● **Text extract**:

== == ==

Like a perverse turtle, Rob Greenfield wears his trash on his back: Sandwiched between heavy duty plastic sheeting is every wrapper, bag, tissue and twisty tie the environmental activist has accumulated over the past few weeks. His unusual garb is part of an attention-grabbing demonstration: Since September 19, Greenfield has been shuffling down the streets of New York City ensconced in his own debris to raise awareness of how much waste the average American produces in a month.
This is not Greenfield’s first sustainability-related stunt. In the past, the 30-year-old has lived off the grid, shunning traditional showers for more than two years to bring attention to water use; he's also gone dumpster diving with a television reporter to highlight urban food waste. In this case, “the focus is waste in general,” says Greenfield, by which he means food waste like orange peels and apple cores as well as manmade waste products. “It’s all the waste that we're sending to a landfill as individuals.”
Right now, Greenfield is creating about 3 lbs of trash per day. That’s significantly less than the average American, who creates about 4.5 lbs of trash per day—or about 130 lbs of trash per month—according to the Environmental Protection Agency. Greenfield attributes the discrepancy to the length of his project: Over a longer period of time, the average person would typically be replacing broken electronics or buying a new couch, which contributes to the 4.5 lb tally.

== == ==

● **Jobs**:
1/ According to the Greenfield passage, how many pounds of trash does the average American create per day?
2/ Starting at "Right now, Greenfield" and stopping after "4.5 lb tally.", write out the Greenfield passage again with "trash" changed to "garbage".
3/ Carry on the Greenfield passage from its final sentence.

Shape boundary rows
== == ==

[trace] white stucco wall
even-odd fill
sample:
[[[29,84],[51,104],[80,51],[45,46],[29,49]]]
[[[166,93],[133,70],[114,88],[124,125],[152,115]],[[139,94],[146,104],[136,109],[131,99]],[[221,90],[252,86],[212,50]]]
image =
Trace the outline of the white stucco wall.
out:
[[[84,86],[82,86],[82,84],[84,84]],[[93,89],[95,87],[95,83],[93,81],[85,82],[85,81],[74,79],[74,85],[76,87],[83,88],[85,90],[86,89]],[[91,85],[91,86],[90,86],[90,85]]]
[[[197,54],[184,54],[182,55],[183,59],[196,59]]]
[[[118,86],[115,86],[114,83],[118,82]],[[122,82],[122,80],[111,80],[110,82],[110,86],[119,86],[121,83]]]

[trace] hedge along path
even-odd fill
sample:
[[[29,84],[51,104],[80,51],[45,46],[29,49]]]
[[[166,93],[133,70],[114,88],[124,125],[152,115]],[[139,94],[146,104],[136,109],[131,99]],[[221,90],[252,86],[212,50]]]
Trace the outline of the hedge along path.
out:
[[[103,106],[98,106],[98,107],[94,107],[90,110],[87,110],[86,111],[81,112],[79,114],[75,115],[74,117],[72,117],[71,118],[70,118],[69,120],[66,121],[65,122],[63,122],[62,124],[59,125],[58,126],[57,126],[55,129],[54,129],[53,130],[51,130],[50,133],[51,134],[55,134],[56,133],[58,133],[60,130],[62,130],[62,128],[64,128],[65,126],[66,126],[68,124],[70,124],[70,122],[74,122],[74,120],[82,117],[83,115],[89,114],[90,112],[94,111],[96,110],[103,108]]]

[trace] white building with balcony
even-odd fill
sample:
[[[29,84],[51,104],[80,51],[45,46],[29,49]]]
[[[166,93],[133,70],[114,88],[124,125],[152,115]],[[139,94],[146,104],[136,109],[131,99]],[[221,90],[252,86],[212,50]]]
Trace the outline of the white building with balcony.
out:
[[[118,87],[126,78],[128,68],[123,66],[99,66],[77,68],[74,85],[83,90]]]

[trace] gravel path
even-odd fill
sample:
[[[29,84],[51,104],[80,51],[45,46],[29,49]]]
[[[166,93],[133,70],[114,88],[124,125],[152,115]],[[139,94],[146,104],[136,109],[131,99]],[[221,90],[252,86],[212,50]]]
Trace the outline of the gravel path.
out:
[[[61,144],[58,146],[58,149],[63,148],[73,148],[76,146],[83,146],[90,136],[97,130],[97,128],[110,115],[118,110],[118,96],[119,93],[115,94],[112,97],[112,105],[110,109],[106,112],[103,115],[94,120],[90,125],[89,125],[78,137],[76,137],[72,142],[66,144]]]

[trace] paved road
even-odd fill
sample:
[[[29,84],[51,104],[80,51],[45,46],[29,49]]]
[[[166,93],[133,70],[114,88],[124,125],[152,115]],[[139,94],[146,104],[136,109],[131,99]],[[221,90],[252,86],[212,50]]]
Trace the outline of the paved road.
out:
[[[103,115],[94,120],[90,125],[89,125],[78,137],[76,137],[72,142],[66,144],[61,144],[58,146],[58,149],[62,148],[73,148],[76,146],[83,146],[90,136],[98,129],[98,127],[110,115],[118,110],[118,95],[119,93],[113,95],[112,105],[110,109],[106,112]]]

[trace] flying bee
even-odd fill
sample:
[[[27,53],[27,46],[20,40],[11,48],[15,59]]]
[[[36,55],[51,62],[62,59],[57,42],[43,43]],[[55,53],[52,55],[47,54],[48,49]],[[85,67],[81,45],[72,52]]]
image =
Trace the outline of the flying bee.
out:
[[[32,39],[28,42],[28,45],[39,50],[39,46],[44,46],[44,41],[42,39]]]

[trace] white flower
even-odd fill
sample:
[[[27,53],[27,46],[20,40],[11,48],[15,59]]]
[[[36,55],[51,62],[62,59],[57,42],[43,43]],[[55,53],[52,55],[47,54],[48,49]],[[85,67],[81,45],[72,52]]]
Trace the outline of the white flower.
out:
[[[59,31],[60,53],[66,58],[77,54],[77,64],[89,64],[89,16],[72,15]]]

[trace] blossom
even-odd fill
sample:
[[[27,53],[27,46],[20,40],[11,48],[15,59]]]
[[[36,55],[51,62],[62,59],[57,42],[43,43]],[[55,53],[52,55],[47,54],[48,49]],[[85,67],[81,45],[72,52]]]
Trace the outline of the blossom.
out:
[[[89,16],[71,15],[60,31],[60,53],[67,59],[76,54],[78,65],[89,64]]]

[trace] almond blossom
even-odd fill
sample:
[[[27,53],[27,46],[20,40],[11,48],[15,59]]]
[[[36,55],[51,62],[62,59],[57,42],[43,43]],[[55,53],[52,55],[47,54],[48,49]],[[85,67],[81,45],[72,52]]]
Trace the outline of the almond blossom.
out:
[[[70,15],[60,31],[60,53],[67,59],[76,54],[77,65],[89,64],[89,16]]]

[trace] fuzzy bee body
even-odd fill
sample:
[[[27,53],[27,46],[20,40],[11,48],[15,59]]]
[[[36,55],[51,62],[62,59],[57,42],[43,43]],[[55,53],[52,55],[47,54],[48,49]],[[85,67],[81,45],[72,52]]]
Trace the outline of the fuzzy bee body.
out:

== == ==

● **Answer list**:
1/ About 4.5 lbs per day.

2/
Right now, Greenfield is creating about 3 lbs of garbage per day. That’s significantly less than the average American, who creates about 4.5 lbs of garbage per day—or about 130 lbs of garbage per month—according to the Environmental Protection Agency. Greenfield attributes the discrepancy to the length of his project: Over a longer period of time, the average person would typically be replacing broken electronics or buying a new couch, which contributes to the 4.5 lb tally.

3/
All that trash adds up to a sobering reality: In 2013, Americans generated about 254 million tons of trash. The global rate of trash production—which is currently dominated by the U.S., with China following close behind—is on track to triple by 2100. Those striking statistics are what propelled Greenfield to walk the streets covered in his own personal trash, including paper coffee cups, Target bags and McDonald’s wrappers.
“My goal … is to always find ways to get people excited about environmental issues,” he says. “There's so many reasons to feel that utter doom and gloom but I don't feel that's necessarily the best way to get people involved. That's why I try to keep things positive, fun and interesting.”
But Greenfield couldn’t have executed this vision without another key player: Nancy Judd, founder of a sustainable art and fashion company called Recycle Runway, is the creator of the meticulously-designed suit Greenfield is wearing. You could call their synthesis a match made in trash heaven; Judd, who made her first “trashion” in 1998, has a long history of combining art and recycled products dating back to an event she co-founded called the Recycle Santa Fe Art Market and Trash Fashion Show.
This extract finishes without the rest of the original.